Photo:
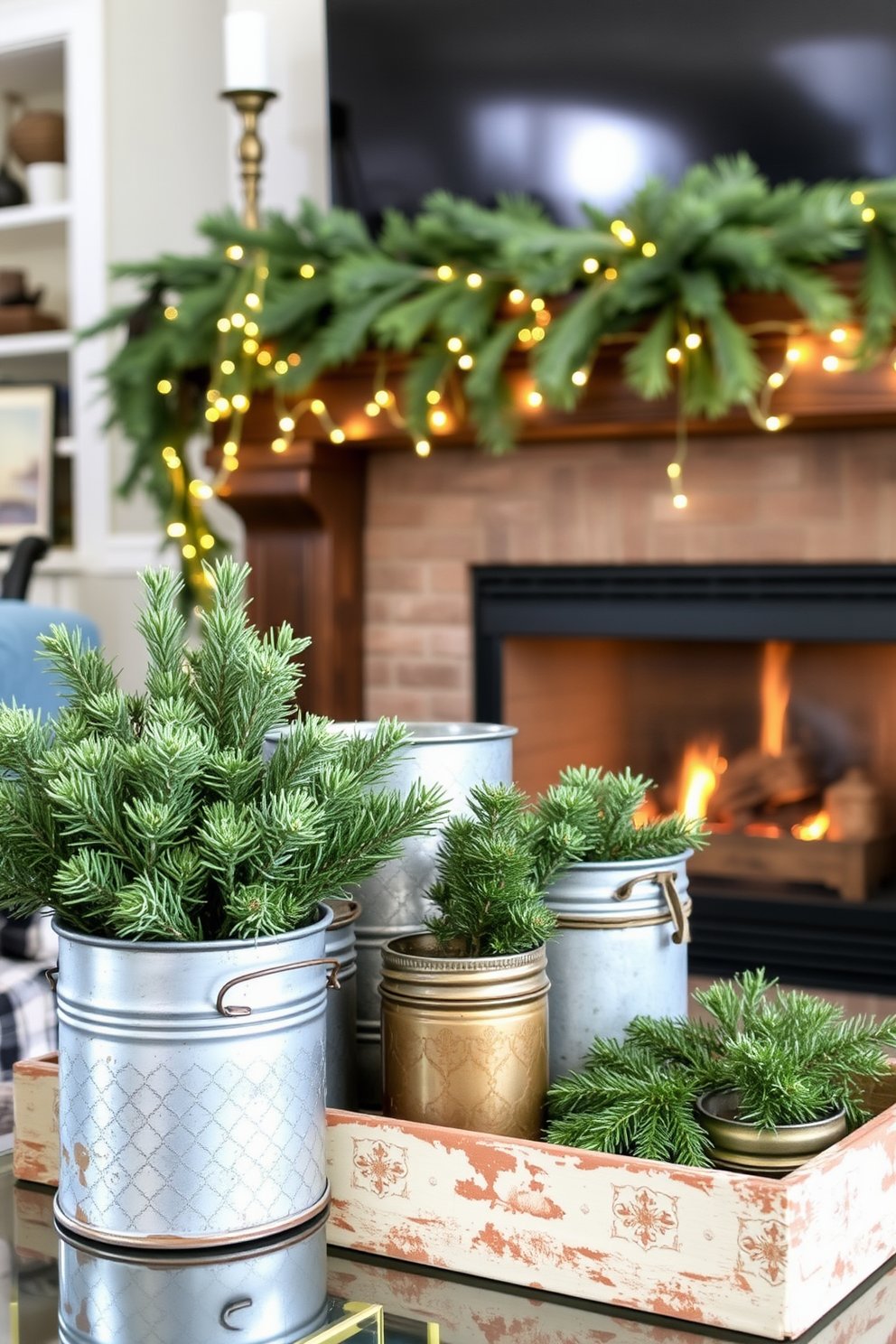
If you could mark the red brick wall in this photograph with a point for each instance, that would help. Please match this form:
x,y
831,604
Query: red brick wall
x,y
796,498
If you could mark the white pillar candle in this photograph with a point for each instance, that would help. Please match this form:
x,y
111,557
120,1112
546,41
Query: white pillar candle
x,y
246,65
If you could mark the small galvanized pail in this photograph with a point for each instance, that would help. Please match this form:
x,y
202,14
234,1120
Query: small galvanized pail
x,y
620,952
341,1008
191,1087
465,1039
394,902
273,1292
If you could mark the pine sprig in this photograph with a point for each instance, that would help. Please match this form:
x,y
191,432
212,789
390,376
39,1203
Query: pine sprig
x,y
154,817
490,889
790,1057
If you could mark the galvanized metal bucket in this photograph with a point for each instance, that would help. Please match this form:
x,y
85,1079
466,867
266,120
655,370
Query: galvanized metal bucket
x,y
191,1087
270,1293
465,1039
455,756
341,1008
621,950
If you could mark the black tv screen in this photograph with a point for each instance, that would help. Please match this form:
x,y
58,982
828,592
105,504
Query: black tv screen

=======

■ **TASK BRIEF**: Rewrite the stretch from the line containing "If you could mark the pine" through the end of the records, replacing "pine sprig" with "evergreen sprig" and leaving everything else unchanged.

■ **FINAL RESULT**:
If you could mark the evergreen sprig in this photograph with a point for each instance, that would help. Please match this form:
x,y
191,432
212,789
390,376
39,1203
Query: evergreen sprig
x,y
154,817
490,889
790,1057
If you could mark the galvanized metal bucket in this photograph with a point for each instance, that would help. Please match this form:
x,y
85,1079
466,867
266,120
655,370
Query: galvanized metal bucket
x,y
191,1087
270,1293
465,1039
455,756
341,1008
621,950
If you could mark the black tv screen in this photograph with a point for each instance, that would help. Please match this form:
x,y
58,982
828,592
105,504
Query: black tv screen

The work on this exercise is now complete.